→ **Source passage**:
..........
I love this video! Your examples about belief, dogma, horses, and more are so true. I always question everything in my life, and that's led to the end of many relationships. Most of my issues stem from blindly following a specific culture.
It's an interesting point that our beliefs can be changed, but not as easily as opinions. This was an important distinction, you can challenge people's opinions but challenging their beliefs can lead to conflict.
You're so right. Beliefs are often very sacred to us and so have greater connection to how we see ourselves. Challenge a belief and you challenge the person's sense of identity.
This video is insightful, and sticks just to the facts. No pun intended haha! All jokes aside, it truly is a clear depiction of the differences between facts, opinions, and beliefs and sets them even more straight with examples to back up the explanation. Being able to seperate each of these components and identify them correctly is an important skill, especially with the unknown components of the world we live in today. Thank you for sharing.
..........
→ **Problems and tasks**:
(a) According to the viewer comments, what do you challenge when you challenge someone's belief?
(b) Write out the viewer comments word for word, starting at "I love this" and ending at "sense of identity.".

→ **Stored data**:
..........
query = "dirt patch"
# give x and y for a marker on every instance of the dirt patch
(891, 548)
..........
→ **Expected results**:
(a) You challenge the person's sense of identity.

(b)
I love this video! Your examples about belief, dogma, horses, and more are so true. I always question everything in my life, and that's led to the end of many relationships. Most of my issues stem from blindly following a specific culture.
It's an interesting point that our beliefs can be changed, but not as easily as opinions. This was an important distinction, you can challenge people's opinions but challenging their beliefs can lead to conflict.
You're so right. Beliefs are often very sacred to us and so have greater connection to how we see ourselves. Challenge a belief and you challenge the person's sense of identity.